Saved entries
⁂

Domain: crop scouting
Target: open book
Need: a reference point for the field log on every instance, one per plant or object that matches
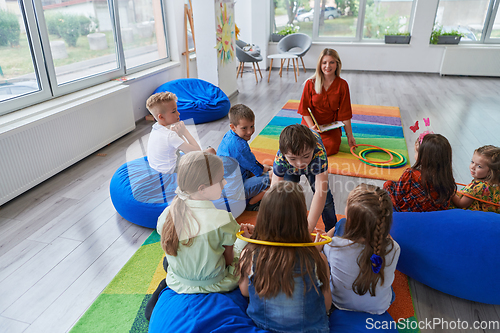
(325, 127)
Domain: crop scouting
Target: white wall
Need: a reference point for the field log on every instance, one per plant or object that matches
(208, 65)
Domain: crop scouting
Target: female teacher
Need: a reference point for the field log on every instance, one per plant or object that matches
(327, 95)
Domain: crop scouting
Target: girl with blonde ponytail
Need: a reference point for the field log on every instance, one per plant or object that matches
(198, 238)
(483, 193)
(362, 255)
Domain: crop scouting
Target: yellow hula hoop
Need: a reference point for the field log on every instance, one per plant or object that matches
(260, 242)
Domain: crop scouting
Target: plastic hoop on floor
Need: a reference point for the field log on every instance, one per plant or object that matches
(402, 159)
(388, 151)
(260, 242)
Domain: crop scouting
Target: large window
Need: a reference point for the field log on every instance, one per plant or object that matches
(350, 20)
(52, 47)
(476, 20)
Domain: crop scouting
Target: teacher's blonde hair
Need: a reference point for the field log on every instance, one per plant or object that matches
(318, 75)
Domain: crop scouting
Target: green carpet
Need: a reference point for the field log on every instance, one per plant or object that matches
(120, 307)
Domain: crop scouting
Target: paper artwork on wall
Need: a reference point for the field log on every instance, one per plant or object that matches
(224, 13)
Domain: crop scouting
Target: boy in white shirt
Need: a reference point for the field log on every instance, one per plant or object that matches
(168, 134)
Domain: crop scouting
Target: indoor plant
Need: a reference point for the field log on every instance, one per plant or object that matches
(439, 36)
(397, 38)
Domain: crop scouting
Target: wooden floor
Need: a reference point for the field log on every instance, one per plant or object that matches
(62, 242)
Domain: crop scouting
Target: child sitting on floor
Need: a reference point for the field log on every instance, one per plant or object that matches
(288, 287)
(429, 184)
(168, 134)
(235, 144)
(485, 169)
(198, 238)
(362, 255)
(301, 152)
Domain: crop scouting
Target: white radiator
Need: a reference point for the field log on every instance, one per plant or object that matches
(58, 134)
(475, 61)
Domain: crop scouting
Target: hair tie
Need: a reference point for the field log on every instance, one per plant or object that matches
(376, 263)
(181, 194)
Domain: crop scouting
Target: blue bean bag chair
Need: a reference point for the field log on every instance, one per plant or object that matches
(226, 312)
(197, 99)
(140, 194)
(454, 251)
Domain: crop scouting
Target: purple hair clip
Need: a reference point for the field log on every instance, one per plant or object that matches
(376, 263)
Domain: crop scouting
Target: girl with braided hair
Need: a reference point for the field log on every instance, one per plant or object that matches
(362, 255)
(485, 171)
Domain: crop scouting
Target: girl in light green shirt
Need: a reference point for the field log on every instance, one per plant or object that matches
(199, 239)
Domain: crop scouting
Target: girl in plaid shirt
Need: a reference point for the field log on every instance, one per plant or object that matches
(429, 184)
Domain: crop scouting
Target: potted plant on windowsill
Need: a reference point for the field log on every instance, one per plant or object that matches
(288, 30)
(439, 36)
(397, 38)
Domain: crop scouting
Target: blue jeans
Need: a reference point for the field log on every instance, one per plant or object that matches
(328, 214)
(339, 232)
(256, 184)
(305, 311)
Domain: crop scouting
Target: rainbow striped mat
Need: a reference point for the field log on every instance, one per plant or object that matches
(375, 125)
(120, 307)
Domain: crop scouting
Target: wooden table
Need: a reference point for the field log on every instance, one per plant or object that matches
(283, 57)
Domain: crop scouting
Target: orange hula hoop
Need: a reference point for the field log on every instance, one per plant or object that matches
(473, 197)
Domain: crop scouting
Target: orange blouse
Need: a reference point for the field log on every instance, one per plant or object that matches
(329, 106)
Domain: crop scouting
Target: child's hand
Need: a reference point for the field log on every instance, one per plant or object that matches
(319, 239)
(179, 128)
(247, 229)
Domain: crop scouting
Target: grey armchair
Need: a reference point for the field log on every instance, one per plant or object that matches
(247, 56)
(297, 44)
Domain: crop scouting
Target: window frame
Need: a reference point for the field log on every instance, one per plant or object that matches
(491, 15)
(44, 69)
(358, 37)
(25, 100)
(485, 39)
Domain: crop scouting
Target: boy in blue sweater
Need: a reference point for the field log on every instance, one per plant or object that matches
(256, 178)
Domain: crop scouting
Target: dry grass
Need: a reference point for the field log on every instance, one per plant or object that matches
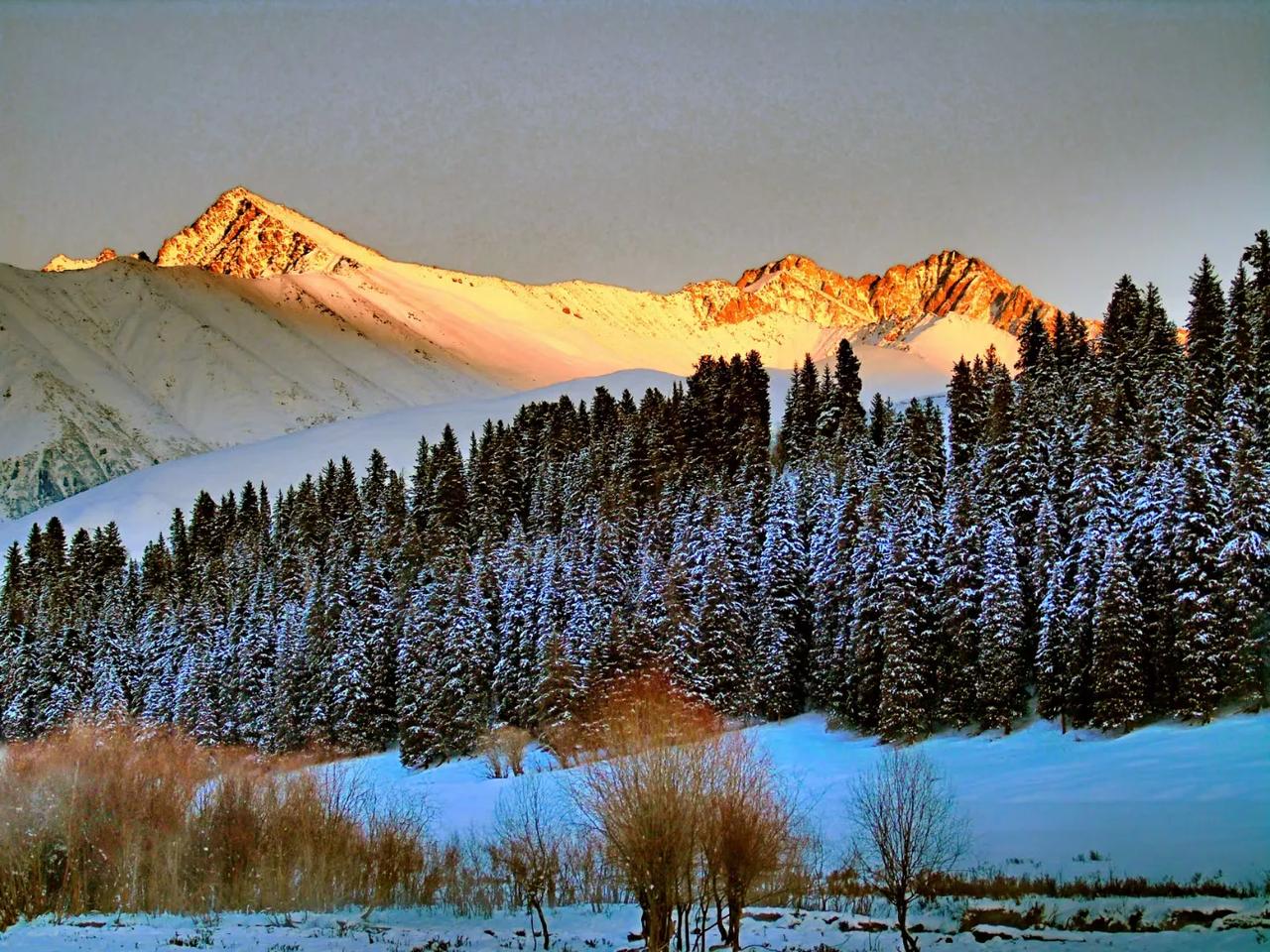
(998, 885)
(503, 751)
(116, 817)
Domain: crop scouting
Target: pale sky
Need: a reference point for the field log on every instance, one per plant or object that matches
(653, 144)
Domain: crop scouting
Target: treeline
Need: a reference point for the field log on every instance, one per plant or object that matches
(1087, 531)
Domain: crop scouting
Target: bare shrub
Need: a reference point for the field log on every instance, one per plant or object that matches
(747, 830)
(113, 817)
(530, 846)
(907, 830)
(503, 751)
(644, 797)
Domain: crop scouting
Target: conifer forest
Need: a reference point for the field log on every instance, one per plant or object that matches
(1084, 535)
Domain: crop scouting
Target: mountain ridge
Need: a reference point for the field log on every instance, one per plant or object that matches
(255, 320)
(244, 235)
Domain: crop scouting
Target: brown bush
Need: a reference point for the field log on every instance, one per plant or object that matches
(530, 846)
(503, 751)
(747, 828)
(113, 817)
(907, 830)
(642, 789)
(689, 814)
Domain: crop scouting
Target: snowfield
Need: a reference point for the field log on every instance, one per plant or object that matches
(1164, 801)
(141, 502)
(1167, 800)
(578, 928)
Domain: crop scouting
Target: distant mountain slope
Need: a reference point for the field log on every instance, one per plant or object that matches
(255, 321)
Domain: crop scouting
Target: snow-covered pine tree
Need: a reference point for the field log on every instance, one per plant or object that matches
(1002, 655)
(785, 621)
(1118, 676)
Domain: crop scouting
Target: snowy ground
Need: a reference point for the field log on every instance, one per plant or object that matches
(578, 928)
(1166, 800)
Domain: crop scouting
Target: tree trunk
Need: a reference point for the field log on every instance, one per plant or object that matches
(657, 934)
(543, 920)
(734, 910)
(902, 921)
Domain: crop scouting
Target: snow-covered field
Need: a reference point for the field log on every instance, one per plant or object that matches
(579, 928)
(1167, 800)
(1164, 801)
(143, 502)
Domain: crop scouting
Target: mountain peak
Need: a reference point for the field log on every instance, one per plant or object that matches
(64, 263)
(244, 235)
(943, 284)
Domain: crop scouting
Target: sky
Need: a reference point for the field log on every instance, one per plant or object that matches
(654, 144)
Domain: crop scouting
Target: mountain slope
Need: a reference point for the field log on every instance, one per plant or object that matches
(255, 321)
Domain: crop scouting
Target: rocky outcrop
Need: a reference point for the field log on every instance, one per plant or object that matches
(245, 236)
(64, 263)
(945, 284)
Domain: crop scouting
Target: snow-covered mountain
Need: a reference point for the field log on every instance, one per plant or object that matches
(257, 321)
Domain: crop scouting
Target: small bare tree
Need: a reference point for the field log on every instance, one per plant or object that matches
(529, 844)
(643, 792)
(907, 829)
(503, 751)
(748, 828)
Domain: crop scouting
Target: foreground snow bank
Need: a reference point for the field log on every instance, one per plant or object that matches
(575, 928)
(1164, 801)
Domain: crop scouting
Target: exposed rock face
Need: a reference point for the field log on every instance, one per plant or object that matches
(245, 236)
(948, 282)
(63, 263)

⁂

> AIM: Output the entries above exactly. Drop the pictures.

> SOLVED PROBLEM:
Domain: crop scouting
Target: open book
Need: a reference point for the field log on every instance, one per plant or object that matches
(325, 127)
Domain: crop scouting
Target: white wall
Need: a reference point for the field log on every instance, one per plant or object that matches
(208, 65)
Domain: crop scouting
Target: female teacher
Need: a reference point for the field log on every instance, one per plant or object that matches
(327, 95)
Domain: crop scouting
Target: girl with blonde ponytail
Need: a reference point for the field log on every instance, one per plant or object that matches
(198, 238)
(483, 193)
(362, 255)
Domain: crop scouting
Target: yellow hula hoop
Need: a reference point for the field log on every instance, one per plant or object that matches
(260, 242)
Domain: crop scouting
Target: plastic hoop on floor
Need: a reference point for the field log on every instance, one per plant or object that matches
(402, 159)
(388, 151)
(260, 242)
Domain: crop scouting
Target: large window
Need: a reference point for the field log on every instance, one per plant or object that matches
(350, 20)
(52, 47)
(476, 20)
Domain: crop scouting
Target: teacher's blonde hair
Need: a reference point for the field log on every instance, one per plant or object that matches
(318, 75)
Domain: crop scouting
Target: green carpet
Need: a reference point for the field log on every instance, one per plant or object that matches
(120, 307)
Domain: crop scouting
Target: paper artwork on wall
Need: a reference point for the field log on every instance, one per plant or object that matches
(224, 13)
Domain: crop scouting
Target: boy in white shirt
Need: a reference point for the field log on every instance, one per plant or object that matches
(168, 134)
Domain: crop scouting
Target: indoor plant
Need: a reference point for the field log on every instance, one per plant or object that matches
(439, 36)
(397, 38)
Domain: crop scouting
Target: wooden floor
Need: a reference point for the field log on every instance, one per plant or object that matches
(62, 242)
Domain: crop scouting
Target: child sitting on floor
Need: a reference point for the field log on every instance, one per plant or object that matches
(288, 287)
(429, 184)
(168, 134)
(235, 144)
(485, 169)
(198, 238)
(362, 255)
(301, 152)
Domain: crop scouting
Target: white radiator
Need: a reference point for the field log on every instance, one per plant or object that matches
(58, 134)
(475, 61)
Domain: crop scouting
Target: hair tie
Need: a reference point for the field log on every instance, one per plant or object that matches
(376, 263)
(181, 194)
Domain: crop scouting
Target: blue bean bag chair
Need: a reference point for the field log on every instance, one per plant or object that matches
(226, 312)
(197, 99)
(140, 194)
(454, 251)
Domain: crop scouting
Target: purple hair clip
Need: a reference point for the field log on every instance, one per plant or object that matches
(376, 263)
Domain: crop scouting
Target: girl with braided hair
Need: a reference point for the field log on every instance, one per plant or object that matches
(362, 255)
(485, 171)
Domain: crop scouting
Target: girl in light green shirt
Need: a reference point for the field log on every instance, one per plant or object that matches
(199, 239)
Domain: crop scouting
Target: girl in plaid shirt
Need: a reference point for the field log on every instance, one per plant or object that matches
(429, 184)
Domain: crop scouting
Target: potted plant on windowsill
Need: a reference point for the field log on every instance, one per plant or object that matches
(288, 30)
(439, 36)
(397, 38)
Domain: crop scouting
Target: blue jeans
Need: a reference point for the field log on every instance, one per plant or object that matches
(328, 214)
(339, 232)
(256, 184)
(305, 311)
Domain: crop scouting
Target: rainbow striped mat
Need: a reference point for the field log on every instance, one per plant or object that matches
(375, 125)
(120, 307)
Domain: crop scouting
Target: wooden table
Need: a reference point for the field log on every instance, one per plant or object that matches
(283, 57)
Domain: crop scouting
Target: orange hula hoop
Need: a reference point for the field log on every instance, one per plant or object that matches
(473, 197)
Domain: crop scouting
Target: orange blouse
Need: a reference point for the field log on every instance, one per plant or object that matches
(329, 106)
Domain: crop scouting
Target: child's hand
Need: a reference point for the field log on every instance, one per plant or object that matches
(319, 239)
(179, 128)
(247, 229)
Domain: crop scouting
Target: grey armchair
Need: a reference point for the field log on every instance, one per plant or object that matches
(247, 56)
(297, 44)
Domain: crop scouting
Target: window frame
Need: a reference point for the field log on every instance, one per plant or object that matches
(491, 15)
(44, 69)
(358, 37)
(25, 100)
(485, 39)
Domain: crop scouting
Target: boy in blue sweater
Need: a reference point for the field log on every instance, one per plant or object that matches
(256, 178)
Domain: crop scouting
Target: dry grass
Need: a reference point for the field log on every instance, one per plant or object that matches
(998, 885)
(503, 751)
(116, 817)
Domain: crop scouting
Target: pale sky
Need: a reference point for the field log on every instance, one per plant or object that matches
(653, 144)
Domain: crop scouting
Target: treeline
Need: a reference point for the field log on every instance, one per plant or object that matches
(1087, 531)
Domain: crop scouting
Target: bare shrub
Need: a reference point for the field log on every instance, one per plant or object that matches
(747, 830)
(113, 817)
(530, 846)
(907, 830)
(503, 751)
(644, 797)
Domain: crop scouting
Target: conifer forest
Need: a reference point for the field log on every instance, one per plant or object that matches
(1084, 535)
Domain: crop scouting
Target: mountain ridge
Need: a reference point for the field log on every instance, one per plant or object that matches
(255, 320)
(244, 235)
Domain: crop scouting
Target: brown bush
Need: a reference point for the field log on every instance, one per plant or object that matches
(530, 846)
(503, 751)
(747, 828)
(113, 817)
(907, 830)
(642, 789)
(689, 814)
Domain: crop scouting
Target: snowfield
Need: a reference point for the field log on every instance, one per plant or object that matches
(1164, 801)
(141, 502)
(1167, 800)
(578, 928)
Domain: crop scouting
Target: distant mountain slope
Need: a reference point for the field log on every instance, one per plant or object that matches
(255, 321)
Domain: crop scouting
Target: snow-covered pine tree
Need: a reference point for the field log on every instance, one per plant or object that matches
(1002, 655)
(785, 621)
(1118, 676)
Domain: crop scouting
Target: snowy ground
Need: a reference point for the field log on every instance, one per plant or object that matches
(578, 928)
(1166, 800)
Domain: crop scouting
Target: tree trunk
Need: a reference point for the field log on every instance, one per plant or object that matches
(657, 934)
(543, 920)
(734, 910)
(902, 921)
Domain: crop scouting
Target: snow-covered field
Need: a reference point for the field log on every instance, one per plant or object that matches
(579, 928)
(1167, 800)
(1164, 801)
(143, 502)
Domain: crop scouting
Target: mountain peak
Need: a reference point for the field log on every instance, one per plant or object that matches
(64, 263)
(244, 235)
(943, 284)
Domain: crop scouting
Target: sky
Need: a reference point for the field log on every instance, one per plant or object that matches
(654, 144)
Domain: crop scouting
Target: mountain slope
Need: a reference point for the field log on every instance, one per plant or object that matches
(255, 321)
Domain: crop scouting
Target: rocky outcrop
Need: a reference point for the field log on every instance, one per plant or object that matches
(245, 236)
(64, 263)
(945, 284)
Domain: crop scouting
Target: snow-covered mountain
Need: a reference point for the field log on every instance, one per plant or object that matches
(257, 321)
Domain: crop scouting
Target: small bare tree
Need: a reference point for the field log on every instance, one per plant or object that matches
(529, 844)
(643, 792)
(907, 829)
(503, 751)
(748, 828)
Domain: crop scouting
Target: foreground snow bank
Need: a reference point for the field log on every instance, one per plant or object that matches
(575, 928)
(1164, 801)
Domain: crop scouting
Target: exposed rock face
Need: a reference point for the field log on every instance, one per plant or object that matches
(245, 236)
(948, 282)
(63, 263)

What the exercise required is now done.